» PROBLEM STATEMENT:
What is needed here is an exact copy of all the entries below.

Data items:
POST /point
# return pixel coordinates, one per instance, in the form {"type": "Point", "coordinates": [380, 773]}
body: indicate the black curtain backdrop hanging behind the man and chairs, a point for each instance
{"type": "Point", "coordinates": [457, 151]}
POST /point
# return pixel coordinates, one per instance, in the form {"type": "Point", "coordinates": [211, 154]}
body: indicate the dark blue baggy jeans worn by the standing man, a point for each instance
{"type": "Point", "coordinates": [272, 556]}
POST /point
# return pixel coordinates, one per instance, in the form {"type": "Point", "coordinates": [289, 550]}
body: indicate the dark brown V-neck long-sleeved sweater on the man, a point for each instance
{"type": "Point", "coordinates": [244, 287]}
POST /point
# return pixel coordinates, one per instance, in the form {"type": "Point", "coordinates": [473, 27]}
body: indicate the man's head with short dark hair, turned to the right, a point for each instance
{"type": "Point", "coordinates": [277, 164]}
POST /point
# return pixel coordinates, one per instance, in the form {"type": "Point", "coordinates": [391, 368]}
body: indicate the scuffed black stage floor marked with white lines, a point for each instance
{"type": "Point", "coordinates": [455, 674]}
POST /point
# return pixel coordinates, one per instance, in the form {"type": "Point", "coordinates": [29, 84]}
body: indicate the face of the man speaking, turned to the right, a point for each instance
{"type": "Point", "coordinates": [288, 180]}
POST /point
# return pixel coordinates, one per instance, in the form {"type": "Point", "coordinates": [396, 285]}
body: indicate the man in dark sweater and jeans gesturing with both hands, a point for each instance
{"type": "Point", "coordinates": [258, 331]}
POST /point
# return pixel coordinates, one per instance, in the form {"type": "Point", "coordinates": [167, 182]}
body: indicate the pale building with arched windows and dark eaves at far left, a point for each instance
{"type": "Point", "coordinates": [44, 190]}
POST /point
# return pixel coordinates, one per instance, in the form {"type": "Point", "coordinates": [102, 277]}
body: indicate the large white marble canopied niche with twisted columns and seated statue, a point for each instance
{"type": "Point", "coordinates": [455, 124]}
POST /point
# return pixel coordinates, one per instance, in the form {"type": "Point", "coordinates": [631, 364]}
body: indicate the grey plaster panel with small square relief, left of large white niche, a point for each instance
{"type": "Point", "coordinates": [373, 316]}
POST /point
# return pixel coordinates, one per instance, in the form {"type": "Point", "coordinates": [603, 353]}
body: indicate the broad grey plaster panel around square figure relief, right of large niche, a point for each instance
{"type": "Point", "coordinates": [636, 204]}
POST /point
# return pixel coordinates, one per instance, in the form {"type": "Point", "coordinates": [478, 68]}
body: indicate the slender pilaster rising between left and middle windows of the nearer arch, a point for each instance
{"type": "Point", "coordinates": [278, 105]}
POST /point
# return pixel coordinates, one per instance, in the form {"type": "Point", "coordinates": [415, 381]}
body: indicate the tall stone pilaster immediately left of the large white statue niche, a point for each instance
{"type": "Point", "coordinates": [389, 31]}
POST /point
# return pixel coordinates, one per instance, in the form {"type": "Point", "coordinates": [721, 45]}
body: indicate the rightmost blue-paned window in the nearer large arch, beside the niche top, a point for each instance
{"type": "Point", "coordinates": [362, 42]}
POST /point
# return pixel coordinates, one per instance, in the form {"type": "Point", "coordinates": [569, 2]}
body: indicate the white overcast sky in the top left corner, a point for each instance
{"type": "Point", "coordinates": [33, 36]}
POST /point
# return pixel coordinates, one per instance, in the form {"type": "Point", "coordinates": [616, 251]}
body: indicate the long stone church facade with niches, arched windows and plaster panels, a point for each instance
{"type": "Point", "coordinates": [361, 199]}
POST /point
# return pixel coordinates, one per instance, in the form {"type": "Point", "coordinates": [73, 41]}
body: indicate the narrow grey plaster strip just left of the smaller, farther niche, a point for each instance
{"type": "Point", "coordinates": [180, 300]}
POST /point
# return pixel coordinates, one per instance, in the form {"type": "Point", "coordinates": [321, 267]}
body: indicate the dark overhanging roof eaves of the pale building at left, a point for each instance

» WRITTEN REPLY:
POST /point
# return pixel coordinates, one per instance, in the form {"type": "Point", "coordinates": [380, 773]}
body: indicate the black curtain backdrop hanging behind the man and chairs, a point for each instance
{"type": "Point", "coordinates": [457, 151]}
POST /point
# return pixel coordinates, one per instance, in the form {"type": "Point", "coordinates": [211, 154]}
body: indicate the dark blue baggy jeans worn by the standing man, a point for each instance
{"type": "Point", "coordinates": [272, 556]}
POST /point
# return pixel coordinates, one per instance, in the form {"type": "Point", "coordinates": [289, 550]}
body: indicate the dark brown V-neck long-sleeved sweater on the man, a point for each instance
{"type": "Point", "coordinates": [244, 287]}
POST /point
# return pixel coordinates, one per instance, in the form {"type": "Point", "coordinates": [473, 27]}
body: indicate the man's head with short dark hair, turned to the right, a point for each instance
{"type": "Point", "coordinates": [277, 164]}
POST /point
# return pixel coordinates, one per instance, in the form {"type": "Point", "coordinates": [391, 368]}
body: indicate the scuffed black stage floor marked with white lines, a point for each instance
{"type": "Point", "coordinates": [455, 674]}
POST /point
# return pixel coordinates, one per instance, in the form {"type": "Point", "coordinates": [29, 84]}
body: indicate the face of the man speaking, turned to the right, a point for each instance
{"type": "Point", "coordinates": [288, 180]}
POST /point
# return pixel coordinates, one per instance, in the form {"type": "Point", "coordinates": [396, 285]}
body: indicate the man in dark sweater and jeans gesturing with both hands, a point for each instance
{"type": "Point", "coordinates": [258, 331]}
POST /point
# return pixel coordinates, one per instance, in the form {"type": "Point", "coordinates": [167, 182]}
body: indicate the pale building with arched windows and dark eaves at far left, a point for each instance
{"type": "Point", "coordinates": [44, 190]}
POST /point
# return pixel coordinates, one per instance, in the form {"type": "Point", "coordinates": [102, 277]}
body: indicate the large white marble canopied niche with twisted columns and seated statue, a point for each instance
{"type": "Point", "coordinates": [455, 124]}
POST /point
# return pixel coordinates, one per instance, in the form {"type": "Point", "coordinates": [631, 364]}
body: indicate the grey plaster panel with small square relief, left of large white niche, a point for each instance
{"type": "Point", "coordinates": [373, 316]}
POST /point
# return pixel coordinates, one per instance, in the form {"type": "Point", "coordinates": [603, 353]}
body: indicate the broad grey plaster panel around square figure relief, right of large niche, a point for each instance
{"type": "Point", "coordinates": [636, 204]}
POST /point
# return pixel coordinates, one per instance, in the form {"type": "Point", "coordinates": [478, 68]}
body: indicate the slender pilaster rising between left and middle windows of the nearer arch, a point for each instance
{"type": "Point", "coordinates": [278, 105]}
POST /point
# return pixel coordinates, one per instance, in the form {"type": "Point", "coordinates": [415, 381]}
body: indicate the tall stone pilaster immediately left of the large white statue niche, a point for each instance
{"type": "Point", "coordinates": [389, 31]}
POST /point
# return pixel coordinates, one per instance, in the form {"type": "Point", "coordinates": [721, 45]}
body: indicate the rightmost blue-paned window in the nearer large arch, beside the niche top, a point for each instance
{"type": "Point", "coordinates": [362, 42]}
POST /point
# return pixel coordinates, one per instance, in the form {"type": "Point", "coordinates": [569, 2]}
body: indicate the white overcast sky in the top left corner, a point for each instance
{"type": "Point", "coordinates": [33, 36]}
POST /point
# return pixel coordinates, one per instance, in the form {"type": "Point", "coordinates": [616, 251]}
body: indicate the long stone church facade with niches, arched windows and plaster panels, a point for each instance
{"type": "Point", "coordinates": [361, 199]}
POST /point
# return pixel coordinates, one per instance, in the form {"type": "Point", "coordinates": [73, 41]}
body: indicate the narrow grey plaster strip just left of the smaller, farther niche, a point for each instance
{"type": "Point", "coordinates": [180, 300]}
POST /point
# return pixel coordinates, one per instance, in the form {"type": "Point", "coordinates": [321, 267]}
body: indicate the dark overhanging roof eaves of the pale building at left, a point for each instance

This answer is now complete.